[What is asked] Word for word, copy all the data and drop the pictures.
───── Input material
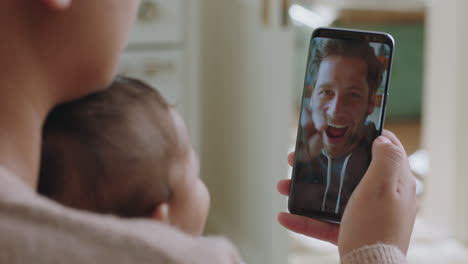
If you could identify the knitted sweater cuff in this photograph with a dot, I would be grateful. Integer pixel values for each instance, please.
(375, 254)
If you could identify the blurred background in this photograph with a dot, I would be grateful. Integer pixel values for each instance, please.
(235, 69)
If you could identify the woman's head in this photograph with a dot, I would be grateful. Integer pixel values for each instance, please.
(74, 44)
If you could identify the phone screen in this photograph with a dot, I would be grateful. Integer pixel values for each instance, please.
(342, 112)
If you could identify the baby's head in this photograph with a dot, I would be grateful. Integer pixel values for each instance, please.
(124, 151)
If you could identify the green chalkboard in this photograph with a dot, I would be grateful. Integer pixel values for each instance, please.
(405, 90)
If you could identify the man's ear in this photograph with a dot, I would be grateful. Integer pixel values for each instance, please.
(371, 106)
(57, 4)
(161, 213)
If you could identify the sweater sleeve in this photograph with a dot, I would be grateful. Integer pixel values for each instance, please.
(375, 254)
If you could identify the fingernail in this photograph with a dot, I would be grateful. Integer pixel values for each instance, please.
(383, 140)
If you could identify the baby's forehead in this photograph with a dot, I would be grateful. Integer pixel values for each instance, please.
(181, 131)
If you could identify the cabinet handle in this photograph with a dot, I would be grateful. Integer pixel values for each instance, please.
(154, 69)
(148, 12)
(285, 12)
(266, 12)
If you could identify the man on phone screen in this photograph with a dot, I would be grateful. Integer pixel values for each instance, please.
(336, 138)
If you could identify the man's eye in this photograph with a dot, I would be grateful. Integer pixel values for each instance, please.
(326, 92)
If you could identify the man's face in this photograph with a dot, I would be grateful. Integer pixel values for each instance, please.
(340, 103)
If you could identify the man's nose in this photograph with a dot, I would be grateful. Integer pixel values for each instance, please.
(335, 107)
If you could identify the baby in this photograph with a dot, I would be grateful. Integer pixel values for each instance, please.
(124, 151)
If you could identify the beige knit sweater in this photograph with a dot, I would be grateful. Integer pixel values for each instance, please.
(36, 230)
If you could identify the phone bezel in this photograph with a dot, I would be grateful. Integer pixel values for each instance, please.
(338, 33)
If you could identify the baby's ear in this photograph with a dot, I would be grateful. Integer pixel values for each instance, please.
(57, 4)
(161, 213)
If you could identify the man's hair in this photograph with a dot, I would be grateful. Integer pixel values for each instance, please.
(325, 47)
(111, 151)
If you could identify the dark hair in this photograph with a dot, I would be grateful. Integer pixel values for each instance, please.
(325, 47)
(110, 152)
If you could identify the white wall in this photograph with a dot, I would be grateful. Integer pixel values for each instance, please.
(247, 112)
(445, 117)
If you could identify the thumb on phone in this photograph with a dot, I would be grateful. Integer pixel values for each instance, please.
(383, 207)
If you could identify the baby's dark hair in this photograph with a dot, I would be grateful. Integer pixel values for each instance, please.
(110, 152)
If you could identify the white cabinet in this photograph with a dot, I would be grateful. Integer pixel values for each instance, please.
(160, 22)
(162, 69)
(163, 51)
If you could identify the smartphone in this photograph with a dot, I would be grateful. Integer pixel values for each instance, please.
(342, 112)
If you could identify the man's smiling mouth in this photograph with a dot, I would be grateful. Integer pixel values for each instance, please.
(336, 130)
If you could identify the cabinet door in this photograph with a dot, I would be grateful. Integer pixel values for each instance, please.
(159, 22)
(160, 69)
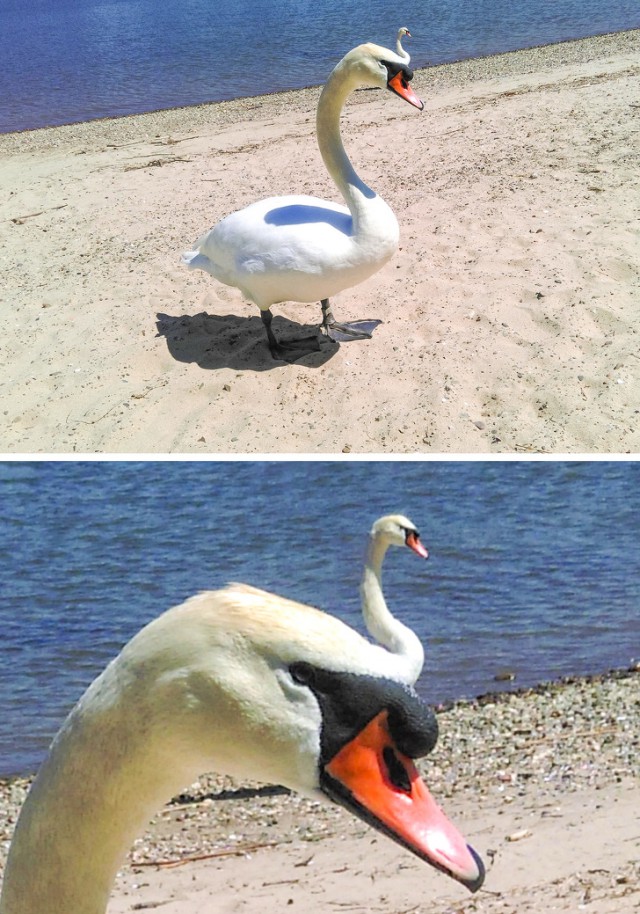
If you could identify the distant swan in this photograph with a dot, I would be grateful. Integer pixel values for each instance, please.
(391, 530)
(301, 248)
(402, 54)
(242, 682)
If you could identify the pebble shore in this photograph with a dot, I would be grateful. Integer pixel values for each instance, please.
(560, 737)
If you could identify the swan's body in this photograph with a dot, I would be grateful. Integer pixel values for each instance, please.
(400, 51)
(238, 681)
(400, 641)
(301, 248)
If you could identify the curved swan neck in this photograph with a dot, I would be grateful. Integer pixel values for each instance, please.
(381, 624)
(110, 768)
(332, 99)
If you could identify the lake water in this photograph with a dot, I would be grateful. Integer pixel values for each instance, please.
(64, 61)
(533, 566)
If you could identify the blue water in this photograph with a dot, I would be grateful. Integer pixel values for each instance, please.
(63, 61)
(534, 566)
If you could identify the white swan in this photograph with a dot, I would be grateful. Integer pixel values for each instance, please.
(237, 681)
(402, 54)
(301, 248)
(392, 530)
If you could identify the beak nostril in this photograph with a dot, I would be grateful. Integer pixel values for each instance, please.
(396, 770)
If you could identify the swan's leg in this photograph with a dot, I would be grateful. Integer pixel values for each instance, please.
(343, 333)
(290, 350)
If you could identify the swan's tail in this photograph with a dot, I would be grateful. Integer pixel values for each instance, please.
(196, 261)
──────────
[Finished task]
If you could identify the knitted sweater cuff in this photograph with a dot, I would be grateful. Integer pixel values for each instance, please.
(375, 254)
If you could identify the blurred background in this photograph with a dot, I would be grateful. Integer pixel values for each instance, please.
(235, 69)
If you could identify the woman's head in this photograph with a dot, I would be grateful. Integer pixel values for each instance, please.
(74, 44)
If you could identify the phone screen in this photograph with a dot, I would be grateful. Integer pixel values for each instance, please.
(342, 112)
If you could identify the baby's head in this photograph with a dot, I would be grateful. Integer pixel values for each instance, please.
(124, 151)
If you could identify the green chalkboard in this photograph with a dot, I would be grateful. Integer pixel values for each instance, please.
(405, 90)
If you could identify the man's ear in this photograph with a dot, I would be grateful. Integer pixel values for each instance, please.
(371, 106)
(57, 4)
(161, 213)
If you could identify the sweater sleeve in this photograph with a dot, I would be grateful. Integer pixel values for each instance, please.
(375, 254)
If you could identify the fingernail in this photograph with a dot, I would be grateful. Integer pixel values for each instance, please.
(383, 140)
If you could identify the baby's forehead in this photograph with a dot, I would be grateful. Integer pixel values for each instance, please.
(181, 131)
If you could identify the cabinet handle in this photograph with a dot, I would be grateful. Integer pixel values for each instance, please.
(154, 69)
(148, 12)
(285, 12)
(266, 12)
If you could identify the man on phone screen in this photograph with a dot, I would be grateful. Integer pixel values for each instance, please.
(336, 138)
If you could identify the man's eye in this photograph with a dot, I would be grateful. Integer pixel values for each instance, please.
(326, 92)
If you could identify the man's face in this photograph with a dot, I would be grateful. Integer pixel values for each instance, please.
(340, 103)
If you could identify the man's nose in this photograph with a dot, I would be grateful. Integer pixel values for each instance, please.
(335, 107)
If you could identify the baby in this photograph with a dot, I would be grateful. Integer pixel values for each instance, please.
(124, 151)
If you could identify the beige knit sweater in this photograph with a dot, I would be grateful. Integer pixel values for each instance, please.
(36, 230)
If you could identify the phone bezel in this photograph with a dot, I would be grateful. Integer pixel values for each instance, please.
(338, 33)
If you could identify the baby's ear in this photograph with a dot, I would be grateful. Integer pixel values for each instance, please.
(57, 4)
(161, 213)
If you could identify the man's hair in this photograph with a dot, I would be grateful. Integer pixel values for each instance, please.
(325, 47)
(111, 151)
If you could identify the dark hair in this photograph with a dot, I would be grateful. Integer pixel values for each instance, please.
(325, 47)
(110, 152)
If you could identify the white wall in this photograph with a dot, I would be grateful. Integer pixel values for each instance, please.
(247, 112)
(445, 117)
If you could identify the thumb on phone in this photograph with a dot, I would be grateful. Integer pixel values for each instance, please.
(383, 207)
If you could identify the baby's dark hair in this photograph with a dot, I would be grateful. Integer pixel values for each instance, please.
(110, 152)
If you could identify the white cabinet in this photograph with a dot, I would be grateful. Integer pixel values for each instance, please.
(160, 22)
(162, 69)
(163, 51)
If you could identify the smartphone in this photograph with a dot, I would be grateful. Integer pixel values for each instance, please.
(342, 112)
If you could identify the man's smiling mouth in this photograph with a dot, I would be grateful. Integer pixel values for each instance, please.
(336, 130)
If you could identify the cabinet door in this photograph with a dot, I would be grateful. Integer pixel values for each instance, please.
(159, 22)
(160, 69)
If you could identify the distant swan in this photograph with a dot, I would be grateful. Integer pixel values for each instance, please.
(391, 530)
(301, 248)
(402, 54)
(242, 682)
If you could identify the pebble shore in this photograph with a dot, I would be grateful. Integer pixel values for each instance, please.
(560, 737)
If you could identify the swan's body in this photograph with a dot, I would be grateful. Integer pixel values for each instance, please.
(400, 51)
(238, 681)
(400, 641)
(301, 248)
If you could identify the curved swan neck in this photograph with a dot, I would be grateful. Integer pixel values for each instance, please.
(381, 624)
(110, 768)
(332, 99)
If you could identify the lake water in this photograph with a dot, I would be grateful. Integer pixel values for each instance, please.
(64, 61)
(533, 566)
If you could identify the blue water in this photograph with a dot, I would be grateful. Integer pixel values for each instance, please.
(63, 61)
(534, 566)
If you could identify the white swan in this photograph with a dot, I would be grateful. Integer pixel values for each instance, please.
(237, 681)
(402, 54)
(301, 248)
(392, 530)
If you could identify the beak nostril in this photograph with a dot, I would be grateful. Integer pixel values for each instance, please.
(396, 770)
If you could identify the swan's leg in this photograph with a dot, I would be grateful. Integer pixel values for each instance, please.
(343, 333)
(290, 350)
If you could identify the swan's tail in this photograph with a dot, I would be grateful. Integer pixel values for each instance, please.
(196, 261)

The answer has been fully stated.